--- Fragmento seleccionado ---
Pues ésta es, en efecto, la cuestión: que para que la psicología especializada (académica) pueda reorientar su especialización en la dirección de la atención privada debe contar, sin duda, con la presencia de este tipo de sujetos generados en los mencionados escenarios sociales, pero también debe venir ya previamente funcionado la institución capaz de reorientar sus servicios, ante la presencia de este tipo de sujetos, y a partir de los propios intereses de expansión del cuerpo profesional ya en marcha, en la dirección de una subespecialización que ofrezca a estos individuos alguna promesa de alcanzar o reestructurar la estabilidad o firmeza personal de la que por su modo de vida carecen.
Si una oferta especializada o profesional semejante puede llegar a presentarse será, en efecto, por un lado, en la medida en que la institución disponga ya de un cierto bagaje en la reestructuración de la personalidad, bagaje que ha debido irse adquiriendo en un principio a partir del frente de la intervención pública. Desde luego que la necesidad social objetiva en virtud de la que dicho frense te ha generado no ha sido, en principio, el interés por la personalidad (o por sus crisis) de los individuos, sino más bien, como veíamos, el funcionamiento de determinadas organizaciones sociales específicas, y por tanto la prevención de los posibles costes o efectos sociales que respecto de dicho funcionamiento pudieran acarrear la expansión de relaciones psicológicas generadas a su vez por dichas organizaciones; lo que ocurre es que el trámite de dicha prevención sólo ha podido llevarse a cabo en la medida en que la institución especializada ha llegado a reintegrar (hasta donde las propias organizaciones interesadas lo permitan) a los individuos en ámbitos normativos (comparativamente) más estables y por tanto reestructurar mínimamente su personalidad. Así pues, la institución psicológica especializada en el trato de masas sociales (pública) ha llegado a disponer, en el cumplimiento de su función social objetiva de prevención, de ciertas técnicas de reintegración y reestructuración de la personalidad, que son las que ulteriormente podrá ofrecer, en el proceso de expansión del propio cuerpo profesional, ante la presencia -que en cierto sentido también llegará a hacerse masiva, pero no ya susceptible de perturbar el orden social- de (el nuevo tipo de) sujetos consumidores de relaciones sociales ociosas.

--- Tareas y ejercicios ---
**1.** Según el fragmento seleccionado, ¿a partir de qué frente ha debido adquirirse en un principio el bagaje de la institución en la reestructuración de la personalidad?
**2.** Transcribe del fragmento seleccionado el pasaje que comienza con "Pues ésta es, en" y sigue hasta "de vida carecen.".

--- Datos proporcionados ---
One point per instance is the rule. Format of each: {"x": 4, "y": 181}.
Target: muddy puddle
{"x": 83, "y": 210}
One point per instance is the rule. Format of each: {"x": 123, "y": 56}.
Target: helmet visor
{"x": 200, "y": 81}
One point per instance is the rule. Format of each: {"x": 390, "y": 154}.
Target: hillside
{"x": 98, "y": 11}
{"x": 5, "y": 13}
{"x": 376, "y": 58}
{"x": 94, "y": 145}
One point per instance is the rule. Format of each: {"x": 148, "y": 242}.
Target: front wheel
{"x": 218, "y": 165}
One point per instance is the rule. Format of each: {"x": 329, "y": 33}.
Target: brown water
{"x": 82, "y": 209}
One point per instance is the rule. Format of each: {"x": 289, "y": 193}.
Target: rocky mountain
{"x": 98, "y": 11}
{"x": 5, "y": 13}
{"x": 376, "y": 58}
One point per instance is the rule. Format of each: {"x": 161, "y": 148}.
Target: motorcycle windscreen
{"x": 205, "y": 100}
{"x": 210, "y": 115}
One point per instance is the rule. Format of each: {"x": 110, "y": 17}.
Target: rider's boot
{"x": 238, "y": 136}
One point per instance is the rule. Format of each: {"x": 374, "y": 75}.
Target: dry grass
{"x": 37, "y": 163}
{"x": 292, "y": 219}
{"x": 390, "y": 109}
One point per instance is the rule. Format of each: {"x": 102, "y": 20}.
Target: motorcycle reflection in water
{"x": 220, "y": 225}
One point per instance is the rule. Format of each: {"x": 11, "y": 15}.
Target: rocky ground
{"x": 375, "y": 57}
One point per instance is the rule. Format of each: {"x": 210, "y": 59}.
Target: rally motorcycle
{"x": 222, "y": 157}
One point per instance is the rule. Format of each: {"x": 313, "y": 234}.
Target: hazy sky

--- Respuestas ---
**1.** A partir del frente de la intervención pública.

**2.**
Pues ésta es, en efecto, la cuestión: que para que la psicología especializada (académica) pueda reorientar su especialización en la dirección de la atención privada debe contar, sin duda, con la presencia de este tipo de sujetos generados en los mencionados escenarios sociales, pero también debe venir ya previamente funcionado la institución capaz de reorientar sus servicios, ante la presencia de este tipo de sujetos, y a partir de los propios intereses de expansión del cuerpo profesional ya en marcha, en la dirección de una subespecialización que ofrezca a estos individuos alguna promesa de alcanzar o reestructurar la estabilidad o firmeza personal de la que por su modo de vida carecen.